## Records supplied
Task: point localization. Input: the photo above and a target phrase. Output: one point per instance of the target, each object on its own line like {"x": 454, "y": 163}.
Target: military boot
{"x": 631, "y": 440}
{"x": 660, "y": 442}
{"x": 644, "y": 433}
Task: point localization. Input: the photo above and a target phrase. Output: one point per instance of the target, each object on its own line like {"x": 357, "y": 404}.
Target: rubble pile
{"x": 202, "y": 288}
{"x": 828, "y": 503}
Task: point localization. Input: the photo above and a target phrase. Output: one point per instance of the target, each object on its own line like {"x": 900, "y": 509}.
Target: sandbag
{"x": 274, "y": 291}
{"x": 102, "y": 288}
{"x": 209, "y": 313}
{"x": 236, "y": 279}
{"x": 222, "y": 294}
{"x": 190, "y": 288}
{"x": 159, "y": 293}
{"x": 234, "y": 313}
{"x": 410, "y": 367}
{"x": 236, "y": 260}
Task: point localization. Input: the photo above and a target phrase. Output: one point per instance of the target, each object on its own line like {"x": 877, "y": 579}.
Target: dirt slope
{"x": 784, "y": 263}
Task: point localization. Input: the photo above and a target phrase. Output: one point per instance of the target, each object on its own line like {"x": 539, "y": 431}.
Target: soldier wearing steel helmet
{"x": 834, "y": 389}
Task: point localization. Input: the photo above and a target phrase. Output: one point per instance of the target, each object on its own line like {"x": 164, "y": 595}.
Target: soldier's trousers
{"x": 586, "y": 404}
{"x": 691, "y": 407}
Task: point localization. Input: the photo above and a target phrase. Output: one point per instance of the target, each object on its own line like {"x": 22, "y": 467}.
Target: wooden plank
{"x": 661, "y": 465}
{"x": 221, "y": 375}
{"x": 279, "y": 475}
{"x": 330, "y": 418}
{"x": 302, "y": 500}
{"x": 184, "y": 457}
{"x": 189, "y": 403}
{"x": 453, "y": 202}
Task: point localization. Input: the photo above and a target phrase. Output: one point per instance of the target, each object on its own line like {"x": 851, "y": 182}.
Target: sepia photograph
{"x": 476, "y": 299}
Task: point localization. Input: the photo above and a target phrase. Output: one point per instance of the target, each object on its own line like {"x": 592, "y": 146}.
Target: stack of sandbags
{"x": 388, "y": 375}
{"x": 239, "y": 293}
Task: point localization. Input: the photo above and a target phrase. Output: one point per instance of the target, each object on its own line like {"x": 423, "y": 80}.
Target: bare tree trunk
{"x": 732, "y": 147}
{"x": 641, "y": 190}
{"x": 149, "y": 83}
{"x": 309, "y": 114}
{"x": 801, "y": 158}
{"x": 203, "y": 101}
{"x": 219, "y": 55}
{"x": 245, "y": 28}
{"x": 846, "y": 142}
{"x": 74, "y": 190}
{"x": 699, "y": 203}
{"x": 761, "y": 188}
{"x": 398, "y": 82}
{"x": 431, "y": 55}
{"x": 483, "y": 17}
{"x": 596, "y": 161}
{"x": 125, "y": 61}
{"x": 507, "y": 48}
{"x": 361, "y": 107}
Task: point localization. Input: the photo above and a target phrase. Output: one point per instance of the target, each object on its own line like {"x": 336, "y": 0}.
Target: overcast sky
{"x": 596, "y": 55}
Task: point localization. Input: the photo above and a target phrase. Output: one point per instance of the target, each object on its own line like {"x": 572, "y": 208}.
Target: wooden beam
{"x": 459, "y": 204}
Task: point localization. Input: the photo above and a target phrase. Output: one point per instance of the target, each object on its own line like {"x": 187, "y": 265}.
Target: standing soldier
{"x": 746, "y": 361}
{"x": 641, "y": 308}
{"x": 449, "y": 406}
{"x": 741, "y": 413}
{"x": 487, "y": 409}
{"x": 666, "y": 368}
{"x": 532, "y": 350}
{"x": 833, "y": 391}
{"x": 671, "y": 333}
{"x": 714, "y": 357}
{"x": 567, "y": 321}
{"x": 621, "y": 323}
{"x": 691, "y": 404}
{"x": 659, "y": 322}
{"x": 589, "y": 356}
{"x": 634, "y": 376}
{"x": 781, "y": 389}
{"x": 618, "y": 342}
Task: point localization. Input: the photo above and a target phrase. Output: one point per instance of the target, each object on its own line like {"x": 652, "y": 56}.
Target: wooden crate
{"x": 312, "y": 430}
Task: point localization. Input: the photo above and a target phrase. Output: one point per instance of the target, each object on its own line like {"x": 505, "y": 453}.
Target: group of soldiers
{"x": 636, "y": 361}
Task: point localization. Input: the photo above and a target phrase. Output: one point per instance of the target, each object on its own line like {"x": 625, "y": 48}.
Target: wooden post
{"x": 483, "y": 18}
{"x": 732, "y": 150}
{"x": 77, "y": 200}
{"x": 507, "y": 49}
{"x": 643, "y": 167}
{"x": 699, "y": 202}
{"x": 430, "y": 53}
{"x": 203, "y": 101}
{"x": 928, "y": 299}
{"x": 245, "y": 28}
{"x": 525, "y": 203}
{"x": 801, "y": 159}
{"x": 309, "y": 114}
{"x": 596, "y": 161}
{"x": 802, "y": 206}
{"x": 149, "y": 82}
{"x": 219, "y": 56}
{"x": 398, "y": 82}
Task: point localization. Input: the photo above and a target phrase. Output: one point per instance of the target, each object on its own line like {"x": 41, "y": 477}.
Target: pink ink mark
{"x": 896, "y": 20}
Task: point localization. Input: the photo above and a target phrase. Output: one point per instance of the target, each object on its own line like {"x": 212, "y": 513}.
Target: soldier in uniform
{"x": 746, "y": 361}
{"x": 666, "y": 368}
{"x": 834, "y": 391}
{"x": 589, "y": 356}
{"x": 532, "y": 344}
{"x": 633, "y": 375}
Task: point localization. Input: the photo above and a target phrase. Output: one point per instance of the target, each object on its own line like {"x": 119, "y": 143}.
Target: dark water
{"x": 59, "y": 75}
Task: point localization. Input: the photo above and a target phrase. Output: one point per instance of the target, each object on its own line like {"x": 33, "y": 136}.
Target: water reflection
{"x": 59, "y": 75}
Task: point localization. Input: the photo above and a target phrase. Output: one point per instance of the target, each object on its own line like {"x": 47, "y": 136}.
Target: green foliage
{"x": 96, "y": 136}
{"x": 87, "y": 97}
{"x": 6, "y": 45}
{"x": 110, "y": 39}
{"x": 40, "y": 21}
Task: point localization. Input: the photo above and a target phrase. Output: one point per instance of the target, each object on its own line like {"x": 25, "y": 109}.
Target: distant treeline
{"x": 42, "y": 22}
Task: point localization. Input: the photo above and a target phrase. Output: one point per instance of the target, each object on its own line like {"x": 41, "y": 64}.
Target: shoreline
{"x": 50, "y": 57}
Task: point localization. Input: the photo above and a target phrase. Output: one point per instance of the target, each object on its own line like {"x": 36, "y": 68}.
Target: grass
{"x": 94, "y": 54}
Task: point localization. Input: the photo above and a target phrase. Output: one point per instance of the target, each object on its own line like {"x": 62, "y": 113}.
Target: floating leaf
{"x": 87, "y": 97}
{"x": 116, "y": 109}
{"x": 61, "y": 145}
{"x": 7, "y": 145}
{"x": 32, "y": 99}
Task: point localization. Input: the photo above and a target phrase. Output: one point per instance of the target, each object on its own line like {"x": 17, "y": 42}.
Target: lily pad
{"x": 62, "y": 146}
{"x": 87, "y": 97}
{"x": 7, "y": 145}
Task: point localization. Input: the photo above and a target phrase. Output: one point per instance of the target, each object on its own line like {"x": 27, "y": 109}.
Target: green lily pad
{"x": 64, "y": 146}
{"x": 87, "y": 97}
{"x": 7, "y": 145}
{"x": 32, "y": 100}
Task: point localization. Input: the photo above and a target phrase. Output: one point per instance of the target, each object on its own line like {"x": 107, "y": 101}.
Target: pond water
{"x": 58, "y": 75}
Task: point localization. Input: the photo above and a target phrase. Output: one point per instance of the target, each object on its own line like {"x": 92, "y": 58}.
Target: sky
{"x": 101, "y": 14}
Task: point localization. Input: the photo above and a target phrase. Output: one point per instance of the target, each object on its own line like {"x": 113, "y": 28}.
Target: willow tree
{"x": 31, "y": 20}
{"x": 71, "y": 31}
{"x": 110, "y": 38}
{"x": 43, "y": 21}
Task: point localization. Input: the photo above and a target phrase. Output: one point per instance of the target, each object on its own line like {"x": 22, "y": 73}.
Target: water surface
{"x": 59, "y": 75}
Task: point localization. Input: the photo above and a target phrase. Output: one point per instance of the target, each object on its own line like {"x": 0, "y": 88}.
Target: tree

## What the exercise asks
Identify every line in the entries above that contains the word "green", and copy each one. Case counts.

## Task response
Target: green foliage
Target: green lily pad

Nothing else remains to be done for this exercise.